[Text excerpt Boundary: Start]

The chatbot, created by OpenAI, said Turley had made sexually suggestive comments and attempted to touch a student while on a class trip to Alaska, citing a March 2018 article in The Washington Post as the source of the information. The problem: No such article existed. There had never been a class trip to Alaska. And Turley said he’d never been accused of harassing a student.
A regular commentator in the media, Turley had sometimes asked for corrections in news stories. But this time, there was no journalist or editor to call — and no way to correct the record.
“It was quite chilling,” he said in an interview with The Post. “An allegation of this kind is incredibly harmful.”
Turley’s experience is a case study in the pitfalls of the latest wave of language bots, which have captured mainstream attention with their ability to write computer code, craft poems and hold eerily humanlike conversations. But this creativity can also be an engine for erroneous claims; the models can misrepresent key facts with great flourish, even fabricating primary sources to back up their claims.
As largely unregulated artificial intelligence software such as ChatGPT, Microsoft’s Bing and Google’s Bard begins to be incorporated across the web, its propensity to generate potentially damaging falsehoods raises concerns about the spread of misinformation — and novel questions about who’s responsible when chatbots mislead.
“Because these systems respond so confidently, it’s very seductive to assume they can do everything, and it’s very difficult to tell the difference between facts and falsehoods,” said Kate Crawford, a professor at the University of Southern California at Annenberg and senior principal researcher at Microsoft Research.
In a statement, OpenAI spokesperson Niko Felix said, “When users sign up for ChatGPT, we strive to be as transparent as possible that it may not always generate accurate answers. Improving factual accuracy is a significant focus for us, and we are making progress.”
Today’s AI chatbots work by drawing on vast pools of online content, often scraped from sources such as Wikipedia and Reddit, to stitch together plausible-sounding responses to almost any question. They’re trained to identify patterns of words and ideas to stay on topic as they generate sentences, paragraphs and even whole essays that may resemble material published online.

[Text excerpt Boundary: End]

● **Task prompt**
Continue the article about chatbots making false claims, starting right after its final paragraph.

[Records shown Boundary: Start]

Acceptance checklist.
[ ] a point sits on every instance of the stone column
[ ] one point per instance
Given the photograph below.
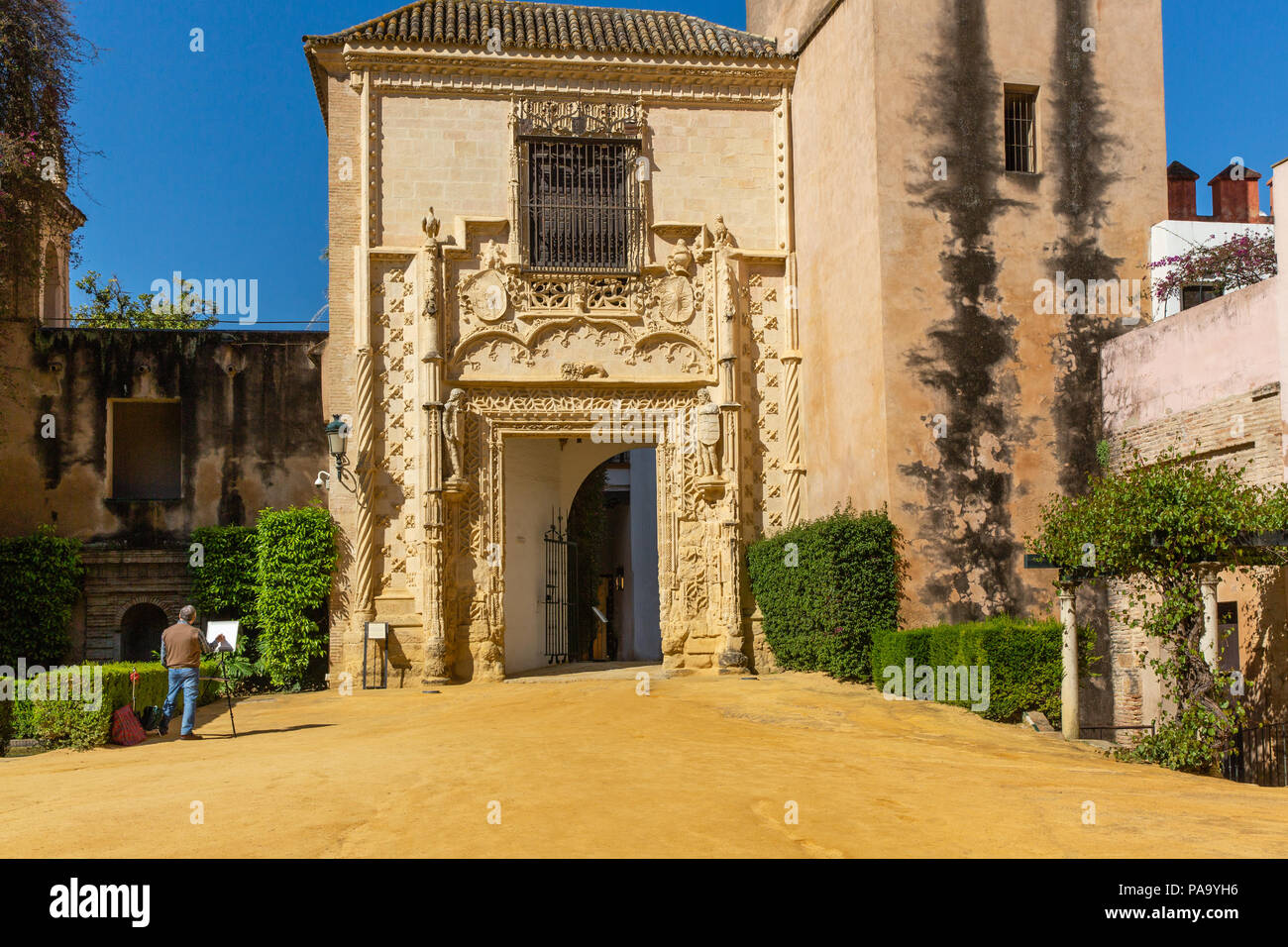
(365, 474)
(1209, 578)
(1069, 684)
(434, 669)
(730, 657)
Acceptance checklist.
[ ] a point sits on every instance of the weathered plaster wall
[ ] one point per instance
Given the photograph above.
(840, 266)
(1206, 381)
(1225, 347)
(252, 420)
(958, 335)
(777, 18)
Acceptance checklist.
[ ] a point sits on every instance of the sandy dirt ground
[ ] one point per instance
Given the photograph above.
(583, 766)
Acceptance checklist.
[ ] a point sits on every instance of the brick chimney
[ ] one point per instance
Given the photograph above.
(1180, 192)
(1235, 196)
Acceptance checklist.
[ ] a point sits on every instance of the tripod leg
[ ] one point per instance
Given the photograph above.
(228, 692)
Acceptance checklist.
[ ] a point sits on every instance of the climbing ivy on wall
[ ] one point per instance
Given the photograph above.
(224, 569)
(1155, 527)
(40, 578)
(824, 586)
(296, 554)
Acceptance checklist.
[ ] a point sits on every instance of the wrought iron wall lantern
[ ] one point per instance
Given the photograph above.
(338, 444)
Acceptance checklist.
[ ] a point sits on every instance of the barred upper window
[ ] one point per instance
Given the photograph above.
(581, 206)
(1021, 138)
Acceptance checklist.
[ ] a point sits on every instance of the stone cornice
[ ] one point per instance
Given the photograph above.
(660, 78)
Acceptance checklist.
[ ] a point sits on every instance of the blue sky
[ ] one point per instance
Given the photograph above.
(213, 162)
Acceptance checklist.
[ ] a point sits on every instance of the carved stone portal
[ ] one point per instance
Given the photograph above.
(544, 355)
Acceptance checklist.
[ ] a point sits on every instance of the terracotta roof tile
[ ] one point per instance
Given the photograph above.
(542, 26)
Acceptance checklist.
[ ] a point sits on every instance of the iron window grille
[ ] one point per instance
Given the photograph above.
(1021, 144)
(580, 205)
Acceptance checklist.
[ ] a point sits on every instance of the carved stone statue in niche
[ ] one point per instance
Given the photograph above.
(454, 433)
(707, 434)
(674, 294)
(429, 224)
(720, 234)
(681, 260)
(492, 256)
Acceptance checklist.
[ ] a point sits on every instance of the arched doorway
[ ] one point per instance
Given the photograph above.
(585, 491)
(141, 631)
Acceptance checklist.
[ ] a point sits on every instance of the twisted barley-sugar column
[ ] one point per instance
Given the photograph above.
(365, 474)
(433, 628)
(791, 359)
(793, 398)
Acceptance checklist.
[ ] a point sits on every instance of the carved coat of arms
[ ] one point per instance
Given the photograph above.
(487, 296)
(675, 299)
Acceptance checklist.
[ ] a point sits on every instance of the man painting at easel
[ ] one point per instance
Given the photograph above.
(181, 648)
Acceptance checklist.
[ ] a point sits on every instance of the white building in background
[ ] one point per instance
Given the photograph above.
(1235, 210)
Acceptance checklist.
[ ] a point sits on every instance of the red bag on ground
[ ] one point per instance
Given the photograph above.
(127, 729)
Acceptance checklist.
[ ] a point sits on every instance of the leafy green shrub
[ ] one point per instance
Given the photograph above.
(224, 583)
(40, 578)
(1024, 660)
(69, 723)
(295, 561)
(824, 586)
(1186, 742)
(1155, 528)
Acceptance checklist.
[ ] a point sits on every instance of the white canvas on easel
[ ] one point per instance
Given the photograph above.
(228, 629)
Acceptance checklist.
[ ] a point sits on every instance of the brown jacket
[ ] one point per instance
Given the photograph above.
(181, 646)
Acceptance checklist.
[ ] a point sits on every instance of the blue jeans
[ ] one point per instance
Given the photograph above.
(183, 678)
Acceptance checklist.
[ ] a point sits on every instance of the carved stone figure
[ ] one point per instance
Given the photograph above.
(575, 371)
(429, 224)
(492, 256)
(454, 425)
(720, 234)
(681, 260)
(707, 434)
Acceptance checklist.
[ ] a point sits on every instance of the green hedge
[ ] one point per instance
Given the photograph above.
(824, 586)
(296, 558)
(40, 578)
(68, 723)
(1024, 660)
(223, 583)
(275, 579)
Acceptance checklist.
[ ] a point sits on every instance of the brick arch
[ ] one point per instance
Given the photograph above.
(170, 607)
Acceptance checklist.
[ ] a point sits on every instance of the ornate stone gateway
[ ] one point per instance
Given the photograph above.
(471, 348)
(561, 579)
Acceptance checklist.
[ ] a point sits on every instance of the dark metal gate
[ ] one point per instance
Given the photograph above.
(562, 644)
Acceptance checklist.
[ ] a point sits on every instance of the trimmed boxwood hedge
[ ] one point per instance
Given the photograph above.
(40, 578)
(824, 586)
(67, 723)
(1024, 660)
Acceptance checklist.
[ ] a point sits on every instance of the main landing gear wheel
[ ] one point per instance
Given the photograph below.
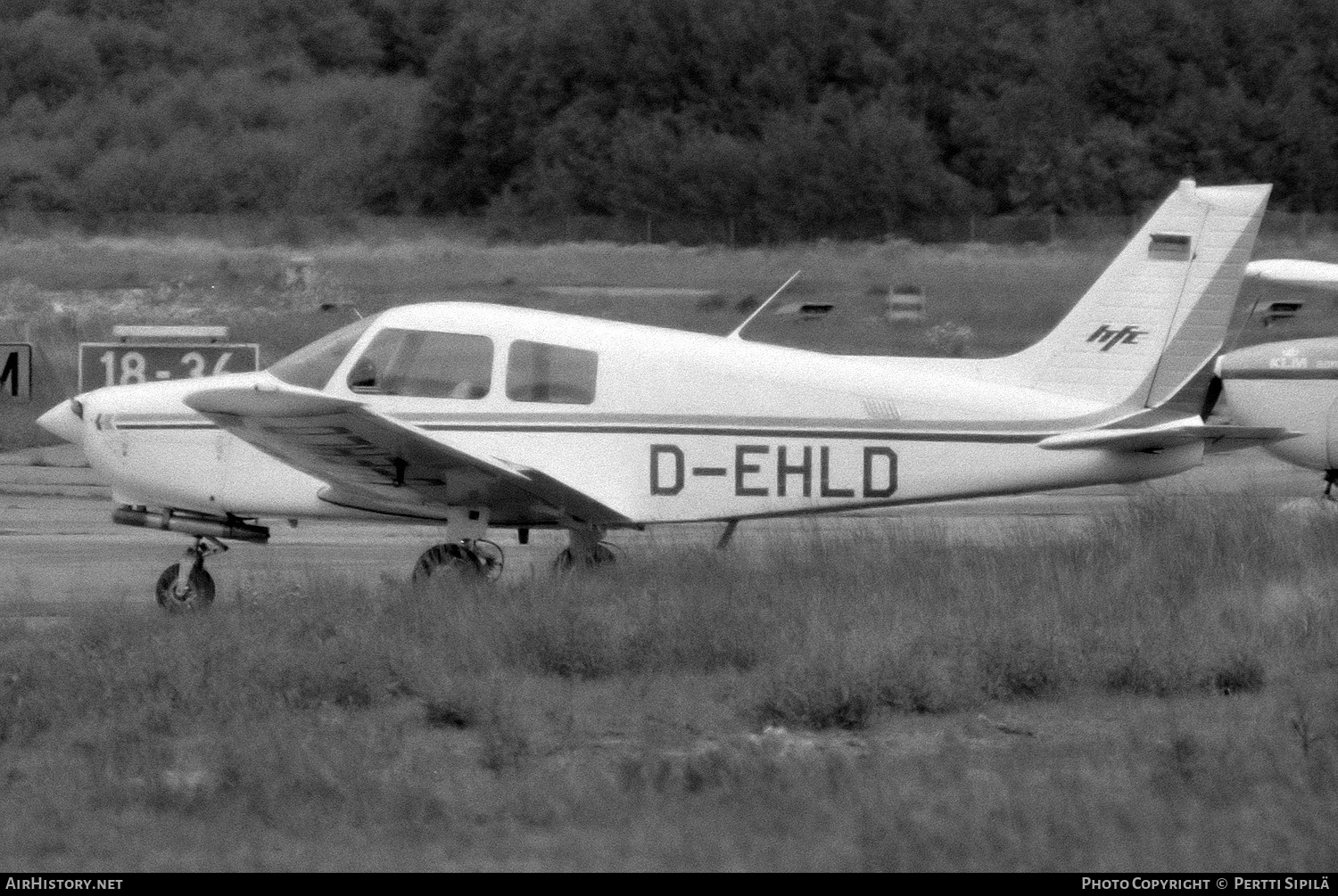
(194, 590)
(470, 556)
(599, 555)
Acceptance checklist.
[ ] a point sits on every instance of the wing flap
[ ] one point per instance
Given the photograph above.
(1166, 436)
(376, 463)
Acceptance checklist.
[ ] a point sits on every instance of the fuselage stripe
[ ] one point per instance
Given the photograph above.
(739, 431)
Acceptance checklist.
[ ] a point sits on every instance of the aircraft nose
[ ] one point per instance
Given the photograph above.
(64, 420)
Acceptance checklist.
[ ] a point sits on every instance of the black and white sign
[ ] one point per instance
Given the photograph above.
(128, 363)
(16, 372)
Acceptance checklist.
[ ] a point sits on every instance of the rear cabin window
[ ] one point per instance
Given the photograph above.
(550, 374)
(430, 366)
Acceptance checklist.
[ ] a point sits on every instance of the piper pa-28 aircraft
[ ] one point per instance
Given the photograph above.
(475, 416)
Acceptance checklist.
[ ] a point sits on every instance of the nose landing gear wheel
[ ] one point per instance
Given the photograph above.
(473, 556)
(195, 593)
(194, 590)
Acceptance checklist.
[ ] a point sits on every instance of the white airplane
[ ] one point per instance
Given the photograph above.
(1290, 384)
(471, 416)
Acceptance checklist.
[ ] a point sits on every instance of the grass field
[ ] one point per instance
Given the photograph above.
(61, 289)
(1153, 690)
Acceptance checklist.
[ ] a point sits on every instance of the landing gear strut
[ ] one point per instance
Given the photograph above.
(586, 550)
(470, 556)
(186, 585)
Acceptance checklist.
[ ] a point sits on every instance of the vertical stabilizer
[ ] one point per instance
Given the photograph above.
(1160, 310)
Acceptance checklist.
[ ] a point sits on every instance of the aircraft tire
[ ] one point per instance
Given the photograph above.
(482, 559)
(200, 590)
(566, 558)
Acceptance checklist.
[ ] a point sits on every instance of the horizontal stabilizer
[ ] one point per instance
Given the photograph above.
(1167, 436)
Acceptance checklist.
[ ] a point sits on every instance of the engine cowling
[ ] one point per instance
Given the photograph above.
(1292, 384)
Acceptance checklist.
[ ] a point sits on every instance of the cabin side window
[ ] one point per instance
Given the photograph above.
(550, 374)
(423, 364)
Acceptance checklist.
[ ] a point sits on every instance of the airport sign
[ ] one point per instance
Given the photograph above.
(16, 372)
(103, 364)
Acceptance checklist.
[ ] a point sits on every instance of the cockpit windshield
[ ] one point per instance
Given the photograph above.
(315, 364)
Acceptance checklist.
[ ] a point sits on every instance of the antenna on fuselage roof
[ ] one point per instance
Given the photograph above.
(757, 310)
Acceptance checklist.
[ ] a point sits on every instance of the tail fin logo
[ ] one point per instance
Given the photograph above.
(1110, 337)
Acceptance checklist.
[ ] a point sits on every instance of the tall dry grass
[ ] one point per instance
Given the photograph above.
(933, 703)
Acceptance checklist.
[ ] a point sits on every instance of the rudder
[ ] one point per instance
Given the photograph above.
(1160, 312)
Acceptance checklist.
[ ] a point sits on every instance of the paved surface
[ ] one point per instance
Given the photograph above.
(61, 554)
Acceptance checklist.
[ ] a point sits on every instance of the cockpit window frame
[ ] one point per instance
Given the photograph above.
(396, 366)
(316, 364)
(577, 384)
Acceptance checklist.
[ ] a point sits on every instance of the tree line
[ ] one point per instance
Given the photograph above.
(789, 118)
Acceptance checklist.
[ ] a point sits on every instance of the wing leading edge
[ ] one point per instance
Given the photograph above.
(372, 462)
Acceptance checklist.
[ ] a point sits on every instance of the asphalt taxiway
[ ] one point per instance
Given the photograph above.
(59, 548)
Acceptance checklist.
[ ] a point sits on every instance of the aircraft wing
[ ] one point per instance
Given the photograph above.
(376, 463)
(1219, 438)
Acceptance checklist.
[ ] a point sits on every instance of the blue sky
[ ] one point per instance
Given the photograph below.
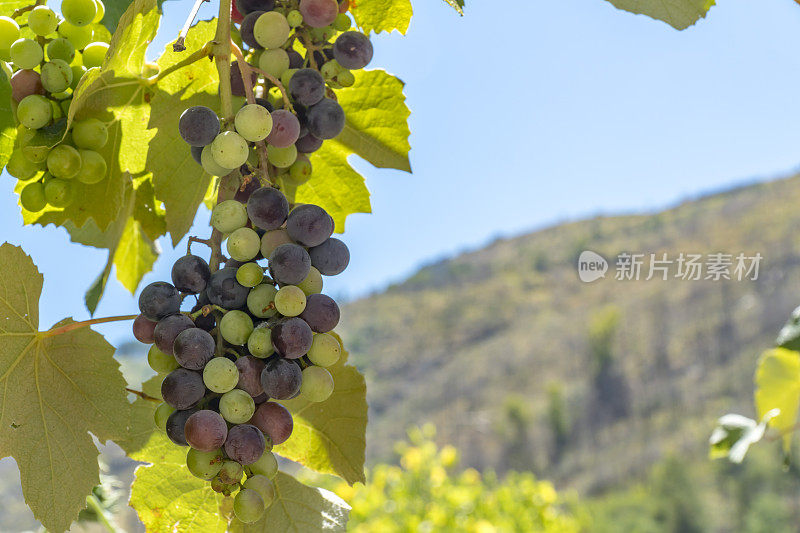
(523, 117)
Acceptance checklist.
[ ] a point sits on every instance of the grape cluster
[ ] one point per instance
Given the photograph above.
(309, 47)
(256, 333)
(45, 60)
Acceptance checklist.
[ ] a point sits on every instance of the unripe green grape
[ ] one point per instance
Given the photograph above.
(248, 506)
(249, 274)
(90, 134)
(235, 327)
(34, 111)
(317, 384)
(56, 76)
(266, 465)
(228, 216)
(220, 375)
(271, 30)
(204, 465)
(290, 300)
(79, 12)
(42, 20)
(325, 350)
(237, 406)
(313, 282)
(162, 414)
(26, 53)
(9, 32)
(32, 197)
(259, 300)
(274, 62)
(263, 486)
(64, 161)
(93, 168)
(161, 362)
(58, 192)
(282, 157)
(94, 54)
(259, 344)
(243, 244)
(253, 122)
(230, 150)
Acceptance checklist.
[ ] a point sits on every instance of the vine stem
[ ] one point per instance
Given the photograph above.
(85, 324)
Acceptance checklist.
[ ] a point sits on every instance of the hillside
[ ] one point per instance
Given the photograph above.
(504, 348)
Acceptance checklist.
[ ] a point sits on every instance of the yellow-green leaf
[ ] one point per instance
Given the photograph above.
(680, 14)
(57, 387)
(778, 387)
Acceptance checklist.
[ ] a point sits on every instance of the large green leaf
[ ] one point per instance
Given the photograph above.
(680, 14)
(299, 509)
(778, 387)
(382, 15)
(57, 387)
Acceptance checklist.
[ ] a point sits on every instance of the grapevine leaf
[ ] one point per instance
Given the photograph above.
(58, 386)
(299, 508)
(330, 436)
(167, 497)
(179, 181)
(680, 14)
(382, 15)
(778, 387)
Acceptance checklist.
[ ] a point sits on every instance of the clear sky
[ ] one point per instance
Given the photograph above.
(523, 117)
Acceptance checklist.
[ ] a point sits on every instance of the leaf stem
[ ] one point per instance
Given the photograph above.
(85, 323)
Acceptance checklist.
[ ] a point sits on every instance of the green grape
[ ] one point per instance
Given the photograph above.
(260, 342)
(90, 134)
(60, 48)
(271, 30)
(325, 350)
(253, 122)
(282, 157)
(228, 216)
(64, 161)
(220, 375)
(274, 62)
(79, 36)
(58, 192)
(313, 282)
(317, 384)
(342, 22)
(259, 301)
(237, 406)
(32, 197)
(243, 244)
(229, 150)
(266, 465)
(94, 54)
(290, 300)
(26, 53)
(300, 171)
(161, 362)
(21, 167)
(9, 32)
(42, 20)
(235, 327)
(249, 274)
(79, 12)
(248, 506)
(56, 76)
(204, 465)
(34, 111)
(162, 414)
(93, 168)
(263, 486)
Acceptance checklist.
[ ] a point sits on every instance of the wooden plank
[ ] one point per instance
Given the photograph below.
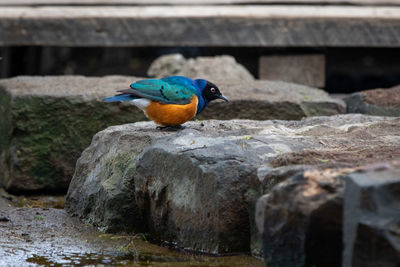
(194, 2)
(260, 26)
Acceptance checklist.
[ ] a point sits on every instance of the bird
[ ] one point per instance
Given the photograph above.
(170, 101)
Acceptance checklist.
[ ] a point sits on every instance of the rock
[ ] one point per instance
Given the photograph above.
(214, 69)
(265, 100)
(372, 218)
(195, 188)
(301, 220)
(286, 68)
(380, 102)
(47, 121)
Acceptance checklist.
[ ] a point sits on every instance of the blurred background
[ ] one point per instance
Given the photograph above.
(355, 41)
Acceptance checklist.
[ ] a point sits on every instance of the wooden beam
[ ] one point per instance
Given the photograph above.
(231, 26)
(194, 2)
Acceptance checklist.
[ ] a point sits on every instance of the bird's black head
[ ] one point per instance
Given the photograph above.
(211, 92)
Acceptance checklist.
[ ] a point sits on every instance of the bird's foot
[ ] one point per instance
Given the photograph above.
(171, 128)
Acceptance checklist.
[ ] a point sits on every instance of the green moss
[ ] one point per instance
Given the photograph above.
(50, 134)
(120, 209)
(5, 135)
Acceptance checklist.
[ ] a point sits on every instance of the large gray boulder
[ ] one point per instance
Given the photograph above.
(46, 122)
(196, 188)
(372, 218)
(380, 102)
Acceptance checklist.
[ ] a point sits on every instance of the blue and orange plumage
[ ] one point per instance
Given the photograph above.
(170, 101)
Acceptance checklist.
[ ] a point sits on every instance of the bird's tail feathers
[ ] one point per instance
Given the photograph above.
(117, 98)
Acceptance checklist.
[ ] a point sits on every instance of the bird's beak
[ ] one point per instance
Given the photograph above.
(223, 98)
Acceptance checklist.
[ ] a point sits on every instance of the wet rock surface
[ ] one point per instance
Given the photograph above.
(196, 188)
(37, 236)
(46, 122)
(380, 102)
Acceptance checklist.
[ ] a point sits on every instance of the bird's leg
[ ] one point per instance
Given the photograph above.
(171, 128)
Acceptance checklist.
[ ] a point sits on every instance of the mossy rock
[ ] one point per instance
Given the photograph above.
(46, 122)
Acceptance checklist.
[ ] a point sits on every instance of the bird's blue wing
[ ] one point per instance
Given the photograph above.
(169, 90)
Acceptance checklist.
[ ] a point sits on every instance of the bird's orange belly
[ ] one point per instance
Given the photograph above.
(170, 114)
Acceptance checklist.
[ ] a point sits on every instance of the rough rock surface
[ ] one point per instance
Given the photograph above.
(215, 69)
(45, 122)
(301, 219)
(380, 102)
(196, 188)
(372, 218)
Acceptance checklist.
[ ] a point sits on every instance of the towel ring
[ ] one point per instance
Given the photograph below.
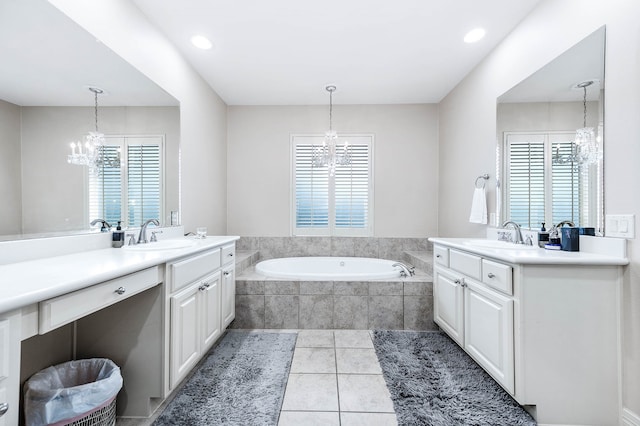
(482, 178)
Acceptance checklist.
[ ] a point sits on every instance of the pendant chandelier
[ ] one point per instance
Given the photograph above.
(91, 153)
(587, 146)
(330, 154)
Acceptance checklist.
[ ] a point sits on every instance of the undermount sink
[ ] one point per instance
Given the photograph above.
(161, 245)
(496, 244)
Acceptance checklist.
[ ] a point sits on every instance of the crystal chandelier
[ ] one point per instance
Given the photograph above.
(587, 144)
(330, 154)
(91, 153)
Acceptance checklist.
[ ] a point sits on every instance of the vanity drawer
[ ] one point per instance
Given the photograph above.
(441, 256)
(498, 276)
(69, 307)
(186, 271)
(468, 264)
(228, 254)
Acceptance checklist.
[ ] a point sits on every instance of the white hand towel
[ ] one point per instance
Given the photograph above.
(478, 207)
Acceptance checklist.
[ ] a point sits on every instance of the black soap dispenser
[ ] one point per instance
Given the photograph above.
(543, 237)
(117, 237)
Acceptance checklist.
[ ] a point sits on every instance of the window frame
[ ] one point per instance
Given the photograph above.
(332, 229)
(123, 141)
(548, 139)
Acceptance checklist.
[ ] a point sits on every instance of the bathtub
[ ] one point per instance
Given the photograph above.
(328, 268)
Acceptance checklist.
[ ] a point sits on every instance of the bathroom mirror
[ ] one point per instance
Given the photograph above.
(48, 64)
(545, 174)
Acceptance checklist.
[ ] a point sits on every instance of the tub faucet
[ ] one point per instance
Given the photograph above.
(142, 238)
(516, 227)
(405, 270)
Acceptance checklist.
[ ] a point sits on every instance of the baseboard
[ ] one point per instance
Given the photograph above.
(629, 418)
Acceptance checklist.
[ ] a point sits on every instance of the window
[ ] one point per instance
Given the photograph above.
(544, 183)
(332, 205)
(133, 192)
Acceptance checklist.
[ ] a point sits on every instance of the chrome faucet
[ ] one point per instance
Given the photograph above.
(516, 227)
(405, 270)
(142, 238)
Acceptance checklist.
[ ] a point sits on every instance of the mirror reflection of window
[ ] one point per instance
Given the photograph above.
(132, 191)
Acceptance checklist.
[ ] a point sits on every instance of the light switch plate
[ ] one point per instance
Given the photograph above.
(620, 225)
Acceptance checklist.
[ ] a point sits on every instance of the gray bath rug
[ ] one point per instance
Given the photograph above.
(433, 382)
(241, 382)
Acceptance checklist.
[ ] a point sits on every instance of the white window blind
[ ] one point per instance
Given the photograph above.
(544, 185)
(332, 205)
(133, 192)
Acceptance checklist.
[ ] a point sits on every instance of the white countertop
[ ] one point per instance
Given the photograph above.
(540, 256)
(24, 283)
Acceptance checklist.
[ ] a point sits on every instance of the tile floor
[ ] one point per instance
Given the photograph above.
(335, 379)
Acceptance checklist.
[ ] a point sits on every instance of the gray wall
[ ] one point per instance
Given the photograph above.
(10, 172)
(405, 168)
(468, 129)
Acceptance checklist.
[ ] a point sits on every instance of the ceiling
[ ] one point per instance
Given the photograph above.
(284, 52)
(48, 60)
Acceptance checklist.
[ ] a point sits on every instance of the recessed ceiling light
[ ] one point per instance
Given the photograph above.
(201, 42)
(474, 35)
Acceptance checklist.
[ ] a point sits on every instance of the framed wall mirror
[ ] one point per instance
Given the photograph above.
(550, 171)
(45, 105)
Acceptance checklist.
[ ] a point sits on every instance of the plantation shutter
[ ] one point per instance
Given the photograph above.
(133, 192)
(143, 183)
(526, 168)
(311, 190)
(332, 205)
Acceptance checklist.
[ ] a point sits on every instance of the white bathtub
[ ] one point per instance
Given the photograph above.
(328, 268)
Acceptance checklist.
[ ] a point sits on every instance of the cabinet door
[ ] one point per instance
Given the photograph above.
(185, 343)
(210, 309)
(228, 296)
(488, 331)
(448, 304)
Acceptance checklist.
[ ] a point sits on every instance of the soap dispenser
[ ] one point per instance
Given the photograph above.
(117, 237)
(543, 236)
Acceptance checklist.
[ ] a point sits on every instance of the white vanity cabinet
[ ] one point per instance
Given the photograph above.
(228, 284)
(195, 310)
(476, 315)
(544, 325)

[Records shown Boundary: End]

● **Response**
But just because they’re good at predicting which words are likely to appear together doesn’t mean the resulting sentences are always true; the Princeton University computer science professor Arvind Narayanan has called ChatGPT a “bulls--- generator.” While their responses often sound authoritative, the models lack reliable mechanisms for verifying the things they say. Users have posted numerous examples of the tools fumbling basic factual questions or even fabricating falsehoods, complete with realistic details and fake citations.
On Wednesday, Reuters reported that Brian Hood, regional mayor of Hepburn Shire in Australia, is threatening to file the first defamation lawsuit against OpenAI unless it corrects false claims that he had served time in prison for bribery.
Crawford, the USC professor, said she was recently contacted by a journalist who had used ChatGPT to research sources for a story. The bot suggested Crawford and offered examples of her relevant work, including an article title, publication date and quotes. All of it sounded plausible, and all of it was fake.
Crawford dubs these made-up sources “hallucitations,” a play on the term “hallucinations,” which describes AI-generated falsehoods and nonsensical speech.
“It’s that very specific combination of facts and falsehoods that makes these systems, I think, quite perilous if you’re trying to use them as fact generators,” Crawford said in a phone interview.
Microsoft’s Bing chatbot and Google’s Bard chatbot both aim to give more factually grounded responses, as does a new subscription-only version of ChatGPT that runs on an updated model, called GPT-4. But they all still make notable slip-ups. And the major chatbots all come with disclaimers, such as Bard’s fine-print message below each query: “Bard may display inaccurate or offensive information that doesn’t represent Google’s views.”